## begin TEXT TO READ
This expression can be evaluated using the explicit form of
$B^\alpha_{\lambda,\mu}$ and the modular matrix $S^{\lambda,\mu}_{\bar
{\lambda},\bar{\mu}}$ for the Gepner models. The result can be found in
\reck. Here we only need the result with the same boundary conditions on
both ends of the cylinder, 
\eqn\reckres{Z_{\alpha\alpha}(\tilde{q}) =
\sum_{\bar{\lambda},\bar{\mu}}^{\rm ev} 
\sum_{v_0=0}^{K-1}\sum_{v_1,\cdots,v_n=0,1}(-1)^{\bar{s}_0}
\delta^{(4)}_{\bar{s}_0,2+v_0+2\sum v_i}
\prod_{j=1}^{n} N_{l^\prime_j}^{\bar{l}_j}
\delta^{(2k_j+4)}_{\bar{m}_j,v_0}\delta^{(4)}_{\bar{s}_j,
v_0+2v_j}\chi^{\bar{\lambda}}_{\bar{\mu}}(\tilde{q}) \comma }
up to a factor.
$ \delta^{(k)}_{m,n} $ are non-zero for $ m= n$ (mod $k$). 
$N^{l_2}_{l_1}$ is the matrix appearing in the fusion rules
among the primaries with spin $l_{1,2}/2 $ in the  $SU(2)_k$ WZW model; 
$ \phi_{l_1/2} \times \phi_{l_1/2} 
\sim \sum_{l_2} N^{l_2}_{l_1} \phi_{l_2/2} $. Namely, $ N^{l_2}_{l_1} = 1 $ 
for $ 0 \leq l_2 \leq \min (2l_1, 2k-2l_1) $ and otherwise vanishing.  
Note that the open string partition function  $Z_{\alpha\alpha}$ for two
identical D-branes only depends on 
$\lambda=(l^\prime_1,\cdots,l^\prime_n)$ in
$\alpha=(\lambda^\prime,\mu^\prime)$.

We will now specialize in the $(k=2)^2$ case. Then the matrix 
$N^{\bar{l}_j}_{l^\prime_j}$ is a $3\times 3$ matrix given by
\eqn\nmatrix{N_{{l}^\prime_j}^{\bar{l}_j}=
  \delta_{\bar{l}_j,0}+\delta_{{l}^\prime_j,1}\delta_{\bar{l}_j,2} \comma }
and hence the open string partition function depending on $l_1,l_2$ 
is given by 
\eqn\gepopenptf{Z_{l^\prime_1,l^\prime_2}(\tilde{q})=\sum_{v_0,v_1,v_2}
N_{l^\prime_1}^{\bar{l}_1}
N_{l^\prime_2}^{\bar{l}_2}(-1)^{v_0}\chi^{2+v_0+2v_1+2v_2}
\chi^{\bar{l}_1}_{v_0,v_0+2v_1}\chi^{\bar{l}_2}_{v_0,v_0+2v_2} \period}
Here $\chi^{s_0}$ denotes the $SO(6)$ character 
and $\chi^{l}_{m,s}$ is the
character of the $k=2$ minimal model corresponding to the primary
$\Phi^l_{m,s}$. Note that the form of \nmatrix\ implies that $l^\prime_i=0$ 
and $l^\prime_i=2$ give the same partition function.
## end TEXT TO READ
## begin SUPPLIED MATERIAL
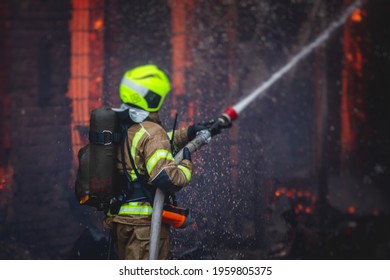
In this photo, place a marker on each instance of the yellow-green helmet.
(145, 87)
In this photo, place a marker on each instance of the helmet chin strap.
(137, 115)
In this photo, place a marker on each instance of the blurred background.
(302, 174)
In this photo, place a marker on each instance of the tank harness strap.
(105, 137)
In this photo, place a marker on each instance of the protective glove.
(215, 126)
(186, 153)
(194, 129)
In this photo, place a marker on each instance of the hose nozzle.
(224, 121)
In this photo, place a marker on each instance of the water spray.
(231, 113)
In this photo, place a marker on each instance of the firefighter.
(148, 161)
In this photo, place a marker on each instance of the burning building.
(321, 131)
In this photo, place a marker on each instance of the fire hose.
(202, 138)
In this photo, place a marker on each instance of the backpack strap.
(105, 137)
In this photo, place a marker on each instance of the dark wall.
(39, 216)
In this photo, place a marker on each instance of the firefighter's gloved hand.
(194, 129)
(186, 153)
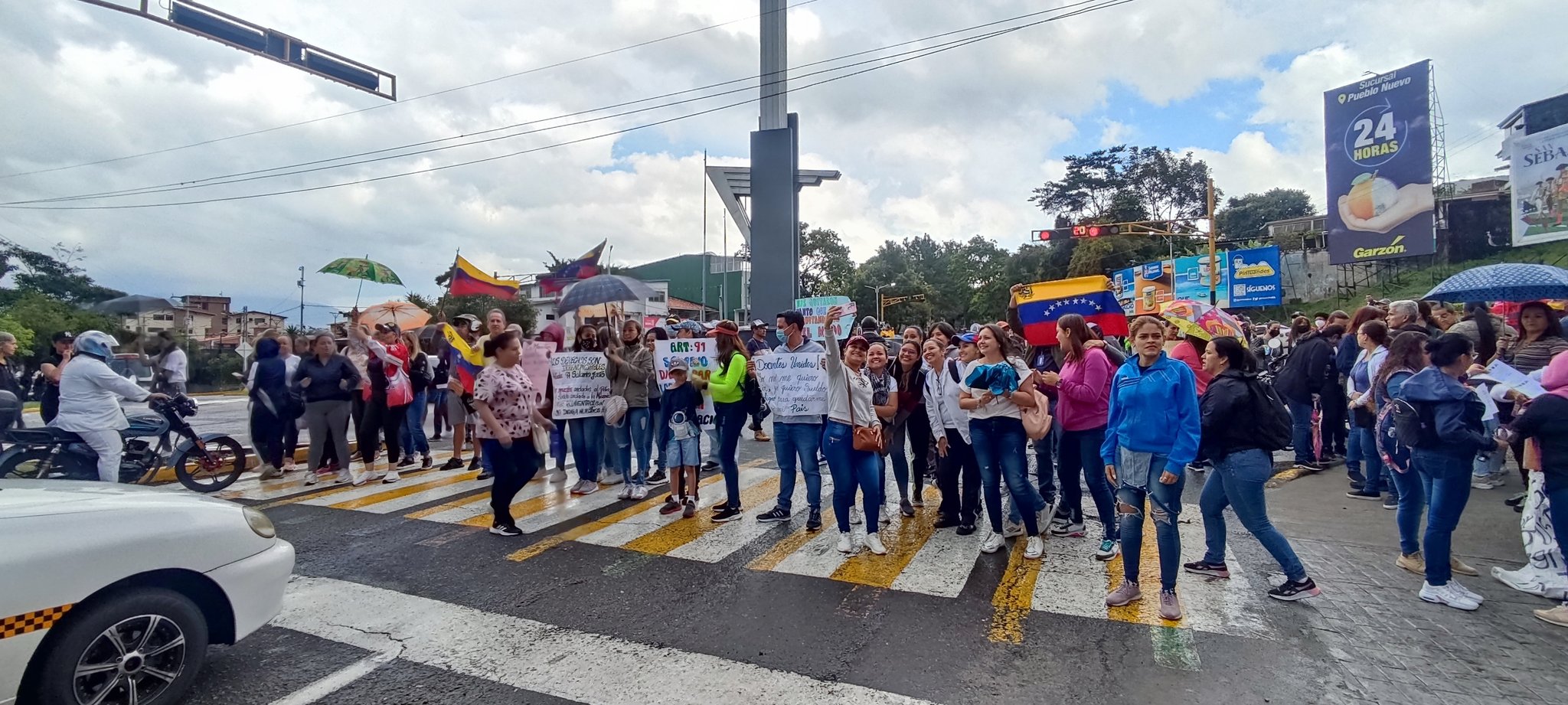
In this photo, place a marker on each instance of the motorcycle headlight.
(259, 524)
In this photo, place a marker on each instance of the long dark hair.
(1403, 354)
(1234, 353)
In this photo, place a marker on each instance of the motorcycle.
(203, 462)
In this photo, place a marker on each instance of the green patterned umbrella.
(361, 269)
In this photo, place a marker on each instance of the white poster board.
(815, 314)
(701, 354)
(580, 384)
(795, 384)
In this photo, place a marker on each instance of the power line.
(1101, 5)
(257, 175)
(405, 101)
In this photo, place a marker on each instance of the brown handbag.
(866, 438)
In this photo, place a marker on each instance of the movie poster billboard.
(1153, 287)
(1539, 171)
(1255, 276)
(1379, 165)
(1194, 276)
(1125, 284)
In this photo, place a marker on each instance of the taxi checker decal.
(28, 622)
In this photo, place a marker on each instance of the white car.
(110, 592)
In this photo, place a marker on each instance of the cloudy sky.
(948, 145)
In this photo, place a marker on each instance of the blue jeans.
(999, 452)
(851, 471)
(799, 442)
(586, 438)
(1165, 507)
(1080, 453)
(1449, 477)
(1413, 489)
(731, 419)
(414, 426)
(1302, 431)
(1237, 481)
(634, 431)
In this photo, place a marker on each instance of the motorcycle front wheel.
(214, 468)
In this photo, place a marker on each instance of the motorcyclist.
(90, 393)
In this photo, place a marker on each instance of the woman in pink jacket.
(1083, 408)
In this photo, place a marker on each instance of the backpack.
(1274, 419)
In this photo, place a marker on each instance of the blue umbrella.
(604, 289)
(1504, 282)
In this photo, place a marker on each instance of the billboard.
(1255, 276)
(1377, 140)
(1125, 284)
(1153, 287)
(1194, 275)
(1539, 171)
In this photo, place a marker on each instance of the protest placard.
(701, 354)
(795, 384)
(580, 384)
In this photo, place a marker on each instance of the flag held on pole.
(469, 281)
(1040, 306)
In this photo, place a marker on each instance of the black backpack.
(1274, 419)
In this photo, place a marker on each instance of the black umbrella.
(604, 289)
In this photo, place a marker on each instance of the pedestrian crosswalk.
(920, 558)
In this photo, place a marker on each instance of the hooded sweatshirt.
(1153, 411)
(1454, 411)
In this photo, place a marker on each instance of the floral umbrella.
(1203, 320)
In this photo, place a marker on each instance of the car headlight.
(259, 524)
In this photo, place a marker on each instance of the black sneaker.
(1204, 567)
(1292, 591)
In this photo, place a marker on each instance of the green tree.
(1247, 217)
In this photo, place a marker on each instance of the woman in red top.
(1083, 410)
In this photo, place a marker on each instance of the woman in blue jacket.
(1445, 453)
(1152, 436)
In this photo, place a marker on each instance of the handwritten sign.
(701, 354)
(580, 384)
(795, 384)
(537, 364)
(815, 314)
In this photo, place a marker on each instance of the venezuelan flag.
(469, 281)
(1041, 305)
(463, 359)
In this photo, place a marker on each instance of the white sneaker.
(1446, 594)
(1466, 591)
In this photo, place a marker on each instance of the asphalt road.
(403, 597)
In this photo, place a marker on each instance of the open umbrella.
(1504, 282)
(1203, 320)
(604, 289)
(400, 314)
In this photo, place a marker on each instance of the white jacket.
(90, 395)
(941, 401)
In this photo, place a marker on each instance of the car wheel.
(136, 648)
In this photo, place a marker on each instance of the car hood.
(38, 497)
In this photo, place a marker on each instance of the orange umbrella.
(402, 314)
## end SUPPLIED MATERIAL
REQUESTS =>
(1) Identify each line of the listing that contains the word "woman", and copy those lines.
(2) Extend the passage on open string partition functions in Gepner models, starting right after its final sentence.

RESULTS IN ORDER =>
(1)
In this photo, place a marker on each instance of the woman in pink jacket.
In this photo, place a marker on each instance of the woman in red top.
In this photo, place a marker on each instance of the woman in blue jacket.

(2)
Using the field identification
for the characters $\chi^l_{m,s}=\chi^{2-l}_{m+4,s+2}$ it is also easy to
see that there are essentially only two choices of $(l^\prime_1,l^\prime_2)$ 
for non-vanishing partition functions, namely,  (a)
$(l^\prime_1,l^\prime_2)=(0,0)$ and (b) 
$(l^\prime_1,l^\prime_2)=(1,0)$.\foot{
$ (l^\prime_1,l^\prime_2 ) = (1,1) $ gives the partition function twice 
that of $ (l^\prime_1,l^\prime_2 ) = (1,0) $.  
}
   
To compare the Gepner model
partition function \gepopenptf\ with the toroidal one \modtrcyl\ it is
only
necessary (because of supersymmetry) to compare   $\chi_o^{(6)}$ part of
\modtrcyl\ with the $v_0+2v_1+2v_2=2$ (mod $4$) part of \gepopenptf.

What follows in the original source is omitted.